- _Aufgabe_
Nenne bitte alle Orte, die der Bericht über den Polizeieinsatz in München mit einem Eigennamen bezeichnet.

- _Textauszug_
Die Münchner Polizei, die den Einsatz koordiniert hat, erhielt von allen Seiten große Anerkennung für ihr besonnenes und zielgerichtetes Vorgehen. Zunächst gab sie die Anweisung, den Betrieb von U-Bahn, Bussen und Straßenbahnen in München einzustellen, damit die vermuteten Täter nicht damit flüchten konnten. Zeitgleich begann die Evakuierungsaktion rund ums OEZ, die mit großer Besonnenheit, aber zügig ablief. Parallel dazu informierte die Polizei permanent die Bevölkerung per Twitter und Facebook, zum Teil in verschiedenen Sprachen.

Dennoch konnten die Beamten nachvollziehbar hysterische Reaktionen nicht vollständig verhindern. So gab es mehrfach Meldungen von besorgten Bürgern, dass es auch an anderen Stellen in der Stadt Schießereien gegeben habe. Der Stachus wurde in diesem Zusammenhang mehrfach erwähnt. Die Polizei ging allen Hinweisen nach und konnte nach und nach Entwarnung für die weiteren vermuteten Tatorte geben.

Die Suche nach dem Täter konzentrierte sich zunächst auf den Eingang des OEZ an der Hanauer Straße, gegenüber dem Schnellrestaurant. Der Täter war nach Zeugenaussagen in das Einkaufszentrum gegangen und habe auch dort um sich geschossen. Unter den bislang zehn Toten seien auch jugendliche Opfer, wie Andrä bei der Pressekonferenz gegen halb drei in der Nacht bestätigte. Unter den Verletzten seien auch Kinder.

Zwischenzeitlich war der Täter auf ein Parkdeck des OEZ gegangen. Das lassen weitere private Videoaufnahmen, die von einem erhöhten Punkt von gegenüber gemacht wurden, vermuten. Auf der Videosequenz ist zu hören, wie ein Mann den Täter beschimpft, ihn mehrfach als »Wichser« bezeichnet. Es kommt zu einem Wortgefecht, dem zu entnehmen ist, dass wahrscheinlich der Täter sagt: »Ich bin Deutscher.« Kurz darauf sind wieder Schüsse zu hören.

Die Polizei verlor in einer völlig chaotischen und unklaren Situation zunächst die Spur des Täters. Als der junge Mann wenig später tot aufgefunden wurde, mussten die Beamten zunächst sicherstellen, dass sich in dem Rucksack, den er mitgeführt hatte und der neben dem Toten lag, keine Bombe befand.

Als die Polizei zu der Überzeugung gekommen war, dass die Situation unter Kontrolle ist und keine Gefahr mehr für die Passanten besteht, hob sie die Straßensperrungen auf und gab der Münchner Verkehrsgesellschaft grünes Licht für die Wiederaufnahme des Bus-, Tram- und U-Bahn-Verkehrs.

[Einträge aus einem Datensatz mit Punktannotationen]
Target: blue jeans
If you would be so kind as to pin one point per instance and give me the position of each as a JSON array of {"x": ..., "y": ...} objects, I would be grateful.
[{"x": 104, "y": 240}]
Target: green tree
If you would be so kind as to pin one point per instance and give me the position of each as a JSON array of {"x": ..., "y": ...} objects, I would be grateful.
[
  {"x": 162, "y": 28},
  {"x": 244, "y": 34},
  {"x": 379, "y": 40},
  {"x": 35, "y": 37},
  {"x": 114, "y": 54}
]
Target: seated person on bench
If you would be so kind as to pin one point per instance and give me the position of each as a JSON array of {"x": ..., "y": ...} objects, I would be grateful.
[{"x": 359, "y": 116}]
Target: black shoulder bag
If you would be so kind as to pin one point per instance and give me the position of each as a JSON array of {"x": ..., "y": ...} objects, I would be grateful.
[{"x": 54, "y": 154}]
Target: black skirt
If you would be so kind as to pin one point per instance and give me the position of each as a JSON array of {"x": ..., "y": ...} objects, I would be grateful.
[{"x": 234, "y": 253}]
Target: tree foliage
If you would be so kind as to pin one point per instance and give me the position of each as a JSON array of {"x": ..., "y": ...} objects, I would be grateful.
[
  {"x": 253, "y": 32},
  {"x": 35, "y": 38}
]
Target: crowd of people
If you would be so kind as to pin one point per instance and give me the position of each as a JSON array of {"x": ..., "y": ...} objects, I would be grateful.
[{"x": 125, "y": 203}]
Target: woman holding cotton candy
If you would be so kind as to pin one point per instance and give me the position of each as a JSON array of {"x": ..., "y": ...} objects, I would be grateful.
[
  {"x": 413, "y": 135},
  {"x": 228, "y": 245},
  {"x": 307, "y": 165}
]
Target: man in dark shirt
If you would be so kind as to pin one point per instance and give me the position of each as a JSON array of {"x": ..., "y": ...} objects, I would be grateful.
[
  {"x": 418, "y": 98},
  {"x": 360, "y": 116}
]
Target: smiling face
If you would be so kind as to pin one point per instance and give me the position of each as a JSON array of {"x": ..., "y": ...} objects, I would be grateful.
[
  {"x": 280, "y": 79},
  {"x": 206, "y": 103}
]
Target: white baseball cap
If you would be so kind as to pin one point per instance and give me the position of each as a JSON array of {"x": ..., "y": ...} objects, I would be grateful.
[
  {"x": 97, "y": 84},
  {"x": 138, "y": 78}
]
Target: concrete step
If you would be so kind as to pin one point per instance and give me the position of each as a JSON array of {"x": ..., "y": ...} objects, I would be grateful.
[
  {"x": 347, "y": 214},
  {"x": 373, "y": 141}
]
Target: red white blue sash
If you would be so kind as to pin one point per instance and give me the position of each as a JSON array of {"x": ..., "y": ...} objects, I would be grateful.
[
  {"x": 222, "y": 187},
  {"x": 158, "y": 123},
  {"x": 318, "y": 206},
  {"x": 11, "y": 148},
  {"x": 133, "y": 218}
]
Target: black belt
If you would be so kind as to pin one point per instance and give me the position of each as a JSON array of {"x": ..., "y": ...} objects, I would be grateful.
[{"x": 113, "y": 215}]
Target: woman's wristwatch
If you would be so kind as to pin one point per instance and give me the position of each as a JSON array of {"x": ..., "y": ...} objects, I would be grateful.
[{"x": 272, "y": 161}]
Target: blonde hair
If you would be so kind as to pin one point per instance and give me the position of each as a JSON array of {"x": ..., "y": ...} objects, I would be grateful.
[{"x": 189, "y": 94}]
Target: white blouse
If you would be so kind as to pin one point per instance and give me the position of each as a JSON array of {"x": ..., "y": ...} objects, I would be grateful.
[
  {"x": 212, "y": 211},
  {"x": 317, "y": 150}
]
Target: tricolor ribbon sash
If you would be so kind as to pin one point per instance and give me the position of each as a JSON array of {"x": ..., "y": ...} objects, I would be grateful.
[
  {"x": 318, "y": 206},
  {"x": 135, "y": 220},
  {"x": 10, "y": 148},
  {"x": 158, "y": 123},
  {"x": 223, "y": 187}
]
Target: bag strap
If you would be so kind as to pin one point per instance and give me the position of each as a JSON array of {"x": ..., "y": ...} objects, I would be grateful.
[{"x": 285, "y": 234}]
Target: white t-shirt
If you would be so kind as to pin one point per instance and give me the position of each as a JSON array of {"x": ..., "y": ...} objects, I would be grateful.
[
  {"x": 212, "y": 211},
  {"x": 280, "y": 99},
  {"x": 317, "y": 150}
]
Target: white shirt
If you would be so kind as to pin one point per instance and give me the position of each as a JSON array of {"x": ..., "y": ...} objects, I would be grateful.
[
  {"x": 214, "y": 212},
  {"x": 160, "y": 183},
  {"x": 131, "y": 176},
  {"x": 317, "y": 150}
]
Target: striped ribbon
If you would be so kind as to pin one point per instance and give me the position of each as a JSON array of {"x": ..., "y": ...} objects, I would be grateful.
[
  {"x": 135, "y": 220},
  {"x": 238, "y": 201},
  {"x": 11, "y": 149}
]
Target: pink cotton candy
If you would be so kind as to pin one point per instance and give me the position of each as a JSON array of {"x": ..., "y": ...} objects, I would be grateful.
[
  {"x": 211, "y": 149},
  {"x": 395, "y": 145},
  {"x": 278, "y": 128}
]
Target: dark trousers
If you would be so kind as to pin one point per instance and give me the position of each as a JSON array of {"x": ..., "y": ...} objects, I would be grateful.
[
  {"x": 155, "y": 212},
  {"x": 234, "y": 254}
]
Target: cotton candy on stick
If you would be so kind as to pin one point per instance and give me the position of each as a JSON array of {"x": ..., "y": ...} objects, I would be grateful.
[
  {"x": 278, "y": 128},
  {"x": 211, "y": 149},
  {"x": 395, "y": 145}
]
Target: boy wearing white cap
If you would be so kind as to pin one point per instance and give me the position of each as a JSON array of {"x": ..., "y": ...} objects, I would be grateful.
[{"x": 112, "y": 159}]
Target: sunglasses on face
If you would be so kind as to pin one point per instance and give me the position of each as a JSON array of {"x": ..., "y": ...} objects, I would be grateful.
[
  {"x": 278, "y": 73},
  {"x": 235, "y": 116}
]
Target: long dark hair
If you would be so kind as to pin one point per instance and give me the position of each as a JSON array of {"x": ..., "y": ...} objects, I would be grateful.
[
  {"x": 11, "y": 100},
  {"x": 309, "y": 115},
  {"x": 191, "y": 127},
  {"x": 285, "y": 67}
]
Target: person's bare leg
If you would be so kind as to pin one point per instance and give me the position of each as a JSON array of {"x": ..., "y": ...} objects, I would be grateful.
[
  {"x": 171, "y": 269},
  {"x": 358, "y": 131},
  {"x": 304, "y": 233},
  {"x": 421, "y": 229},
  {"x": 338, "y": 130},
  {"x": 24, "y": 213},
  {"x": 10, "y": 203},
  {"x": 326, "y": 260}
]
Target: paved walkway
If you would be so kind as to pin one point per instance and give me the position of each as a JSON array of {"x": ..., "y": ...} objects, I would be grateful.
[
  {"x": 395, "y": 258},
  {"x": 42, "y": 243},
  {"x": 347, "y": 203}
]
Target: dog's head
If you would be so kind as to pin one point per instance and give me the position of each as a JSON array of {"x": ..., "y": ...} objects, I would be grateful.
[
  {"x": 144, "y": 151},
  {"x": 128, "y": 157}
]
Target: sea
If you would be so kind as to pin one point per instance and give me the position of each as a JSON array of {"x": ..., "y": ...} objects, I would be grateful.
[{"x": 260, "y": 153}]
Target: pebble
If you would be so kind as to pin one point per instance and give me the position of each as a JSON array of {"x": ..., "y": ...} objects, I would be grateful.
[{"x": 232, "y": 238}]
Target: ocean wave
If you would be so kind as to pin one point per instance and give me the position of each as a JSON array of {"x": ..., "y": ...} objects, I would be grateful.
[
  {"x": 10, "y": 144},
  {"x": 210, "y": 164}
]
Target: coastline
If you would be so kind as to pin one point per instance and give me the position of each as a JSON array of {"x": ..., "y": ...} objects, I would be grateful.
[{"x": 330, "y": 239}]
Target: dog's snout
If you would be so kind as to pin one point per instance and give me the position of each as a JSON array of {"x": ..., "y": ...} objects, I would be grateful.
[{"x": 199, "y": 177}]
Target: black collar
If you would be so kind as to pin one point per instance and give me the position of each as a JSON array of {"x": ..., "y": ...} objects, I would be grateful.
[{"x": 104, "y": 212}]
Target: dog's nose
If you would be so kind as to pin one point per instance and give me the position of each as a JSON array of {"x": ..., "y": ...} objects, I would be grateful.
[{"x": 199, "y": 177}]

- _Lösung_
München, OEZ, Stachus, Hanauer Straße